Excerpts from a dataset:
────────────────────────────────────────
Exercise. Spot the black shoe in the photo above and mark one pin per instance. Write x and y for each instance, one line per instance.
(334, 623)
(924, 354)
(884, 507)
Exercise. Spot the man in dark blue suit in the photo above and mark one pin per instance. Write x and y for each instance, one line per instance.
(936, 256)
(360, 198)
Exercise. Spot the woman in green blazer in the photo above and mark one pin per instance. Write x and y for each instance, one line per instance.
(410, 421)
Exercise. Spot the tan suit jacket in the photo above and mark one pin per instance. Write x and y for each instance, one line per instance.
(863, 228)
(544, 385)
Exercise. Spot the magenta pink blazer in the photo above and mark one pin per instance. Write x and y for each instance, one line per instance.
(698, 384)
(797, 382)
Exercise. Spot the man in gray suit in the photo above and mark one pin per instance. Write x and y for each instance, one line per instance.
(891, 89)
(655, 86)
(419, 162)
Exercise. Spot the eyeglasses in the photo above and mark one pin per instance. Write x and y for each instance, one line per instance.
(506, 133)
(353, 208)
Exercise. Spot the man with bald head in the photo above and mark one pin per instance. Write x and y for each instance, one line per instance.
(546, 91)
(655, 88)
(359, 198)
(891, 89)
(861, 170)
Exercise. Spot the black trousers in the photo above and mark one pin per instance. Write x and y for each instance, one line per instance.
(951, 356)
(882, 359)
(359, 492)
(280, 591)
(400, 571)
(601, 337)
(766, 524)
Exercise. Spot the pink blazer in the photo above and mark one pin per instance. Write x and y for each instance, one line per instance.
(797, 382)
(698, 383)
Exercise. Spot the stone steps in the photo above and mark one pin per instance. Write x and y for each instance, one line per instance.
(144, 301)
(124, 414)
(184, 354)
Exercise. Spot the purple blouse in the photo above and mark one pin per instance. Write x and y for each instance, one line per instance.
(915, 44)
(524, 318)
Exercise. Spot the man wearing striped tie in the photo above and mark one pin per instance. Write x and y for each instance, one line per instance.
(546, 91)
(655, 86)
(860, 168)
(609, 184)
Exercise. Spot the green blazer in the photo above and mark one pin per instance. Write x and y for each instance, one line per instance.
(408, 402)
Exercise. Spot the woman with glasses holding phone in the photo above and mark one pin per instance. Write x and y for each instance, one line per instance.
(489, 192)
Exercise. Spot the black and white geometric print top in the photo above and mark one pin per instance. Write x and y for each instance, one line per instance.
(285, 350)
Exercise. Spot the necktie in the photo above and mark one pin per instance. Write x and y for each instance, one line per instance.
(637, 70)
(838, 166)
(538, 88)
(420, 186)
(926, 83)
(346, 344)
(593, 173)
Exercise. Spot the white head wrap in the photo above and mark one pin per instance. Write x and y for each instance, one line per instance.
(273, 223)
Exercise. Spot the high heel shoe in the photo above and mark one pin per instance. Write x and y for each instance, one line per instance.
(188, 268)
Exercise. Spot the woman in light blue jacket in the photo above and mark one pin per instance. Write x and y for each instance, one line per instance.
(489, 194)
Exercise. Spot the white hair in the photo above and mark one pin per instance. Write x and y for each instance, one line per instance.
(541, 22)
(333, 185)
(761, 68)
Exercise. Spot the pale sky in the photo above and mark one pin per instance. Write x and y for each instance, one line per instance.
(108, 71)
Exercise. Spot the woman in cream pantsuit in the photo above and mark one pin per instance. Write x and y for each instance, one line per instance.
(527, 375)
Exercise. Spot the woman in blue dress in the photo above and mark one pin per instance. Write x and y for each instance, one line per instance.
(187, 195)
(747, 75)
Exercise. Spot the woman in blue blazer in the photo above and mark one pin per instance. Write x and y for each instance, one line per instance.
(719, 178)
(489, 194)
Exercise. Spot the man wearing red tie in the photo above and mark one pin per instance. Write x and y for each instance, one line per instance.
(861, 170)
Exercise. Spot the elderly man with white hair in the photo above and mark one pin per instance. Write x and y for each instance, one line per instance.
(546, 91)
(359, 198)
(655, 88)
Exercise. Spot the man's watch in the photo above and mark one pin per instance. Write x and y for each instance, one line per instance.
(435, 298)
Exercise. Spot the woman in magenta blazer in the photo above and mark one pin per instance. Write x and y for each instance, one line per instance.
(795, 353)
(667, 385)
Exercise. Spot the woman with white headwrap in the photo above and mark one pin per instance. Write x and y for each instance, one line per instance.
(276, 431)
────────────────────────────────────────
▶ _WHAT IS BEING ASKED_: Your answer must be every record above, retyped exactly.

▶ _RESPONSE AREA_:
Exercise. Spot the black shoe in the photo above and mark one pin per instance. Write x and y for each instance, one line per instance.
(334, 623)
(924, 354)
(884, 507)
Exercise. Spot the man in dark blue suit in the photo above and mark one pin per instance. Write x and y for each instance, one line per instance.
(936, 256)
(360, 198)
Exercise. Spot the woman in green blazer in the photo above and mark one pin per instance. Write x and y for each instance, one line per instance.
(410, 421)
Exercise. Spot the tan suit jacket in the photo above and mark one pin per instance. Write x and y for each instance, one line per instance.
(863, 228)
(544, 385)
Exercise. Spot the magenta pink blazer in the photo above and mark one pin per instance. Write x and y for each instance, one line per instance.
(698, 384)
(797, 382)
Exercise. Spot the man in gray suit in the photo above and mark one pin per instance. Write x and y for each instance, one line per instance.
(891, 89)
(655, 86)
(419, 162)
Exercise. Spot the eyeglasses in the photo above and mark one pin per instance. Write x and y for each instance, one line per instance.
(506, 133)
(353, 208)
Exercise. Spot the man with bald head in the photo above and mark one pin per instance. Write x and y for each instance, one line per instance.
(546, 91)
(655, 88)
(359, 198)
(891, 89)
(861, 170)
Exercise. Spot the black trousers in the photo above and mark one pin per instance. Write x and y for each instance, one line per instance.
(951, 356)
(882, 359)
(359, 492)
(280, 591)
(400, 571)
(601, 337)
(766, 524)
Exercise. Spot the pink blazer in the photo above and mark one pin per instance. Write x and y for each instance, one line per instance.
(797, 382)
(698, 383)
Exercise. Spot the stone steps in the photo above and mark one pin per instance. Write x and y for each instance, one line per instance.
(144, 301)
(124, 414)
(184, 354)
Exercise. Spot the purple blouse in the photo above and mark one pin per instance. Write x and y for each instance, one line per instance.
(915, 44)
(524, 318)
Exercise. Spot the man wearing striped tie in the photo above and mark one pin per instance. Write x and y for each instance, one line per instance.
(546, 91)
(655, 86)
(860, 168)
(609, 184)
Exercise. Spot the green blazer in the photo above and mark one pin per instance. Write x and y for each instance, one line per instance.
(408, 402)
Exercise. Spot the woman with glasses holding phone in the photo above and mark one pin per instance. Write x and y for each instance, one line per instance.
(489, 192)
Exercise. Spot the black and white geometric print top in the photo above and mark one pin per instance. Write x and y for each instance, one line per instance.
(285, 350)
Exercise. Spot the necktie in the photo above and mark one pin per instance. Write x and y for each instance, one line per instance.
(637, 70)
(838, 166)
(538, 88)
(420, 186)
(926, 83)
(346, 344)
(593, 173)
Exercise. Spot the white head wrap in the photo above and mark one pin per instance. Write x and y for each instance, one line per instance.
(273, 223)
Exercise. Spot the high heel shoe in the photo above and mark one pin per instance. Write x and y for each instance, one line per instance.
(188, 268)
Exercise. Spot the woman in light blue jacket in the photo above and mark one pin per instance. Write x and y for each instance, one line per instance.
(489, 194)
Exercise. Spot the white hair in the photo above and mark one pin per instance. Write x and y for each instance, one line per instance.
(541, 22)
(333, 185)
(761, 68)
Exercise. Spot the pale sky in the photo above and mark one pin per instance. Write x and y for each instance, one line per instance.
(108, 71)
Exercise. Spot the woman in cream pantsuit in the photo above and mark one pin per instance. Write x and y for each instance, one line per instance.
(527, 375)
Exercise. Spot the woman in blue dress in the photo above and mark one pin per instance. Write x and y for each instance, one line per instance.
(187, 195)
(747, 75)
Exercise. Spot the woman in blue blazer in the photo above and mark one pin per instance. Write x and y for each instance, one line per instance.
(719, 178)
(489, 194)
Exercise. Spot the man wearing red tie in the photo above and mark one pin per instance. Write x and y for each instance, one line per instance.
(861, 170)
Exercise. Spot the elderly man with white hair in the photo above and mark one pin per instance. Write x and y for each instance, one line per instance.
(546, 91)
(359, 198)
(655, 88)
Exercise. Spot the man's watch in the photo above and mark one pin per instance. Write x and y for each instance, one line per instance.
(435, 298)
Exercise. Spot the woman in magenta blazer in the photo above and mark one pin per instance. Write x and y for each instance, one line per instance.
(795, 353)
(667, 385)
Exercise. Spot the woman with white headwrap in the photo above and mark one pin per instance. Write x and y for each instance, one line per instance.
(276, 431)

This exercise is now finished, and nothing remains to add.